Task details
Print each entry word for word.
(Record extracts begins)
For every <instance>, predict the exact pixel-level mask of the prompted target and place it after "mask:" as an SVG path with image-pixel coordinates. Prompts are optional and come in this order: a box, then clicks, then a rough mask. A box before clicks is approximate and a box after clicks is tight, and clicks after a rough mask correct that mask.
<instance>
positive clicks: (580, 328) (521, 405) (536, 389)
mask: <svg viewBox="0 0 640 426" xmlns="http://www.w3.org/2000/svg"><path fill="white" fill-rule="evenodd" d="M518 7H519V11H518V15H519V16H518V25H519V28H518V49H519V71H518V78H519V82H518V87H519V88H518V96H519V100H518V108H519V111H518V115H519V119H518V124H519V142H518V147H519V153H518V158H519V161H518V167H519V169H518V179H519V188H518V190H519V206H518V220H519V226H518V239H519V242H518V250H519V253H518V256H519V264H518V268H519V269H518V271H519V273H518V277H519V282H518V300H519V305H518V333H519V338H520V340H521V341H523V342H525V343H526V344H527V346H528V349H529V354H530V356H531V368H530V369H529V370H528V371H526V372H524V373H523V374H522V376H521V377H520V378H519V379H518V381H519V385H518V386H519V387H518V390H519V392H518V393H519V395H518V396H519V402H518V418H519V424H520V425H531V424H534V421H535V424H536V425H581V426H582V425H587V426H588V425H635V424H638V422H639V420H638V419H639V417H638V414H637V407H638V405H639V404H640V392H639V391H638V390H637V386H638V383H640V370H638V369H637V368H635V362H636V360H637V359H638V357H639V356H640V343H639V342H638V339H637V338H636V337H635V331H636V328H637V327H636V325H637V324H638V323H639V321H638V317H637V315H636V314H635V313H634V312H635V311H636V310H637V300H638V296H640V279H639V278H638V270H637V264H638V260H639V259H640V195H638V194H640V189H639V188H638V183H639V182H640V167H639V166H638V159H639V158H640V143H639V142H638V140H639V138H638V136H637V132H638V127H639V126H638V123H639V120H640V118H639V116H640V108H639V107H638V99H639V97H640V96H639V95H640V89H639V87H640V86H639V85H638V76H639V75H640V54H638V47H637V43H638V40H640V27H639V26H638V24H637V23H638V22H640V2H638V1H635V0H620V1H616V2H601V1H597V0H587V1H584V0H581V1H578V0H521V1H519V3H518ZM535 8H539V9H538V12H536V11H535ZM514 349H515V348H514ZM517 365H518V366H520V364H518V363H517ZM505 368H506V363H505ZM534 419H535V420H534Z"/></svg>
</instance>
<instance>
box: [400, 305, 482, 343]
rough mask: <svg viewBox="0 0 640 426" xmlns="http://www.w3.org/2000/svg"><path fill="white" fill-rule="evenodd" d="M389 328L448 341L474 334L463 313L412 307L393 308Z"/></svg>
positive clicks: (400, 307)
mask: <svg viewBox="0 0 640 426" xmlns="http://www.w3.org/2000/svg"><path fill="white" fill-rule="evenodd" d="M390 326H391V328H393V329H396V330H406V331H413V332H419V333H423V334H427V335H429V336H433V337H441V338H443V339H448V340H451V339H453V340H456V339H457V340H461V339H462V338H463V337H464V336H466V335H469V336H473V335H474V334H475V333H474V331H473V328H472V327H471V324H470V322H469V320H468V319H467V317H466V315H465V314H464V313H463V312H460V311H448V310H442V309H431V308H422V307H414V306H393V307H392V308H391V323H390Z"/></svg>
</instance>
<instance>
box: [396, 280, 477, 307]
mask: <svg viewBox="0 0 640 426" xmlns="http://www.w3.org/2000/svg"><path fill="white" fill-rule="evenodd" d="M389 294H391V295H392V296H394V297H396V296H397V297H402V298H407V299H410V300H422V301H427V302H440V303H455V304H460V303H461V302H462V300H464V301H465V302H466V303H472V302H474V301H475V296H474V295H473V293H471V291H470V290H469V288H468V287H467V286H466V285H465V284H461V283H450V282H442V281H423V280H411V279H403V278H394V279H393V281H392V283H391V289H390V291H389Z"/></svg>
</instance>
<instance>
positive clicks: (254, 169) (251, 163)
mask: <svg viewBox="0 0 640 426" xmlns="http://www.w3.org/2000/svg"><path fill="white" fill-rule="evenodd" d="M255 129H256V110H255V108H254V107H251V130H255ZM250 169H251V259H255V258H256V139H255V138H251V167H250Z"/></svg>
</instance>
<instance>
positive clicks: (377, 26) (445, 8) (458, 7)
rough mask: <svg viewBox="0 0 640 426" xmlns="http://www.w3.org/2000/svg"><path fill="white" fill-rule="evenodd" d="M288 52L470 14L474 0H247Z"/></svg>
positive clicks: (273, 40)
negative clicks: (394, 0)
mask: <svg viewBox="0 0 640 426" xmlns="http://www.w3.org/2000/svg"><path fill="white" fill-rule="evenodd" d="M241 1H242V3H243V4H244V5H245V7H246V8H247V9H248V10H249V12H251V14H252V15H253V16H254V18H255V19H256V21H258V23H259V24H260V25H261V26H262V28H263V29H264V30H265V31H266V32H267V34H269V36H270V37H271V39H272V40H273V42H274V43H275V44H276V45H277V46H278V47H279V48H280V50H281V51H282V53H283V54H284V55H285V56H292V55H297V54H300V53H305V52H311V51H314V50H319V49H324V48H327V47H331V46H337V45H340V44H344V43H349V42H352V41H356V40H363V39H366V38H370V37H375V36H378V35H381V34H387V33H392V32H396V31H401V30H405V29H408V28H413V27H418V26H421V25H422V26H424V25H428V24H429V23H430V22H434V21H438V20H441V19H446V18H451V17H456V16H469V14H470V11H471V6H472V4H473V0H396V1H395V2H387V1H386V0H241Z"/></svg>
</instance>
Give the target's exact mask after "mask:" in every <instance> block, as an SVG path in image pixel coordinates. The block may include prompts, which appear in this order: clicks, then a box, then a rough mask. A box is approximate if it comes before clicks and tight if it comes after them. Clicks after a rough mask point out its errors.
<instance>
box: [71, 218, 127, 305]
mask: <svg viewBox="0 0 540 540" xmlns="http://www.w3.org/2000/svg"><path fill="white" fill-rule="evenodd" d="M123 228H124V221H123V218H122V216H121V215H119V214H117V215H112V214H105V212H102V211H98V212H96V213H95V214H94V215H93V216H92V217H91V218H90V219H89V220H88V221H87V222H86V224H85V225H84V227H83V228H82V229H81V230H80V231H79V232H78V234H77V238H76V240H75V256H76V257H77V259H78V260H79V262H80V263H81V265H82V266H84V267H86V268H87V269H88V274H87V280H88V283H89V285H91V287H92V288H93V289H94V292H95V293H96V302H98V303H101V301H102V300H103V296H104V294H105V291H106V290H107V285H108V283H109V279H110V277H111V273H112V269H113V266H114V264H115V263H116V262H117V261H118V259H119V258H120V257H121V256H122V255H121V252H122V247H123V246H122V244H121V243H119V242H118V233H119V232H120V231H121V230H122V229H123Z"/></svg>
(Record extracts ends)
Output
For every <instance>, predict the exact pixel-level mask of the prompted target and place it after "mask:" as an SVG path with image-pixel coordinates. Prompts are optional and come in this order: a box, then clicks, then a rough mask. A box before clicks is approximate and a box after clicks is tight, and clicks after a rough mask correct that mask.
<instance>
positive clicks: (580, 328) (521, 405) (536, 389)
mask: <svg viewBox="0 0 640 426" xmlns="http://www.w3.org/2000/svg"><path fill="white" fill-rule="evenodd" d="M518 7H519V11H518V15H519V16H518V25H519V28H518V49H519V71H518V78H519V82H518V87H519V88H518V96H519V100H518V108H519V111H518V115H519V119H518V124H519V142H518V147H519V153H518V158H519V161H518V167H519V169H518V179H519V188H518V190H519V206H518V220H519V226H518V239H519V242H518V250H519V253H518V256H519V264H518V268H519V269H518V271H519V273H518V277H519V282H518V300H519V305H518V333H519V338H520V340H521V341H523V342H525V343H526V344H527V346H528V349H529V354H530V356H531V368H530V369H529V370H528V371H526V372H524V373H523V374H522V376H521V377H520V378H519V379H518V381H519V385H518V386H519V387H518V390H519V392H518V393H519V395H518V396H519V402H518V418H519V424H520V425H531V424H534V421H535V424H536V425H581V426H582V425H587V426H588V425H635V424H638V422H639V420H638V419H639V417H638V414H637V407H638V405H639V404H640V392H639V391H638V390H637V386H638V383H640V370H638V369H637V368H635V362H636V360H637V359H638V357H639V356H640V343H639V342H638V339H637V338H636V337H635V331H636V328H637V327H636V325H637V324H638V323H639V321H638V317H637V315H636V314H635V313H634V312H635V311H636V310H637V300H638V296H640V279H639V278H638V270H637V264H638V260H639V259H640V195H638V194H640V189H639V188H638V183H639V182H640V167H639V166H638V159H639V158H640V143H639V142H638V140H639V138H638V136H637V132H638V127H639V126H638V123H639V120H640V118H639V116H640V108H639V107H638V99H639V97H640V96H639V95H640V89H639V87H640V86H639V85H638V76H639V75H640V54H638V47H637V43H638V40H640V27H639V26H638V24H637V23H638V22H640V2H638V1H635V0H620V1H616V2H601V1H597V0H587V1H584V0H581V1H578V0H521V1H519V3H518ZM535 8H539V9H538V12H536V11H535ZM514 349H515V348H514ZM517 365H518V366H520V364H518V363H517ZM505 368H506V363H505ZM534 419H535V420H534Z"/></svg>
</instance>
<instance>
box: [400, 305, 482, 343]
rough mask: <svg viewBox="0 0 640 426" xmlns="http://www.w3.org/2000/svg"><path fill="white" fill-rule="evenodd" d="M389 328L448 341L474 334L463 313L412 307L393 308Z"/></svg>
positive clicks: (400, 307)
mask: <svg viewBox="0 0 640 426" xmlns="http://www.w3.org/2000/svg"><path fill="white" fill-rule="evenodd" d="M390 326H391V328H393V329H396V330H406V331H413V332H419V333H423V334H427V335H429V336H433V337H441V338H443V339H448V340H451V339H453V340H456V339H457V340H461V339H462V338H463V337H464V336H466V335H469V336H473V335H474V334H475V333H474V331H473V328H472V327H471V324H470V322H469V320H468V319H467V317H466V315H465V314H464V313H463V312H460V311H448V310H442V309H431V308H422V307H414V306H393V307H392V308H391V323H390Z"/></svg>
</instance>
<instance>
box: [396, 280, 477, 307]
mask: <svg viewBox="0 0 640 426" xmlns="http://www.w3.org/2000/svg"><path fill="white" fill-rule="evenodd" d="M389 294H391V295H392V296H394V297H396V296H397V297H402V298H407V299H410V300H422V301H427V302H440V303H455V304H460V303H461V302H462V300H464V301H465V302H466V303H472V302H474V301H475V296H474V295H473V293H471V291H470V290H469V288H468V287H467V286H466V285H465V284H461V283H450V282H442V281H423V280H411V279H403V278H394V279H393V281H392V283H391V289H390V291H389Z"/></svg>
</instance>
<instance>
positive clicks: (254, 169) (251, 163)
mask: <svg viewBox="0 0 640 426" xmlns="http://www.w3.org/2000/svg"><path fill="white" fill-rule="evenodd" d="M255 129H256V110H255V108H254V107H251V130H255ZM250 169H251V259H255V258H256V139H255V138H251V167H250Z"/></svg>
</instance>
<instance>
positive clicks: (377, 26) (445, 8) (458, 7)
rough mask: <svg viewBox="0 0 640 426" xmlns="http://www.w3.org/2000/svg"><path fill="white" fill-rule="evenodd" d="M288 52L470 14L474 0H247Z"/></svg>
positive clicks: (273, 40)
negative clicks: (394, 0)
mask: <svg viewBox="0 0 640 426" xmlns="http://www.w3.org/2000/svg"><path fill="white" fill-rule="evenodd" d="M241 1H242V3H243V4H244V5H245V7H246V8H247V9H248V10H249V12H251V14H252V15H253V16H254V18H255V19H256V21H258V23H259V24H260V25H261V26H262V28H263V29H264V30H265V31H266V32H267V34H269V36H270V37H271V39H272V40H273V42H274V43H275V44H276V45H277V46H278V47H279V48H280V50H281V51H282V53H283V54H284V55H285V56H292V55H297V54H300V53H305V52H311V51H314V50H319V49H324V48H327V47H331V46H337V45H340V44H344V43H349V42H352V41H356V40H363V39H366V38H370V37H375V36H378V35H381V34H387V33H392V32H396V31H401V30H405V29H408V28H413V27H418V26H421V25H422V26H424V25H428V24H429V23H430V22H434V21H438V20H441V19H446V18H451V17H456V16H469V14H470V11H471V6H472V4H473V0H396V1H395V2H387V1H386V0H241Z"/></svg>
</instance>
Give the target's exact mask after "mask:" in every <instance> block, as an SVG path in image pixel coordinates. The block may include prompts, which appear in this order: clicks, then a box, then a rough mask. A box is approximate if it comes before clicks and tight if it comes after them. Clicks after a rough mask point out its errors.
<instance>
box: [71, 218, 127, 305]
mask: <svg viewBox="0 0 540 540" xmlns="http://www.w3.org/2000/svg"><path fill="white" fill-rule="evenodd" d="M123 228H124V221H123V218H122V216H121V215H119V214H117V215H112V214H105V212H102V211H98V212H96V213H95V214H94V215H93V216H92V217H91V218H90V219H89V220H88V221H87V222H86V224H85V225H84V227H83V228H82V229H81V230H80V231H79V232H78V234H77V238H76V240H75V256H76V257H77V259H78V260H79V262H80V263H81V265H82V266H84V267H86V268H87V269H88V274H87V280H88V283H89V285H91V287H92V288H93V289H94V292H95V293H96V302H98V303H101V301H102V300H103V296H104V294H105V291H106V290H107V285H108V283H109V279H110V277H111V273H112V269H113V266H114V264H115V263H116V262H117V261H118V259H119V258H120V257H121V256H122V255H121V252H122V247H123V246H122V244H121V243H119V242H118V233H119V232H120V231H121V230H122V229H123Z"/></svg>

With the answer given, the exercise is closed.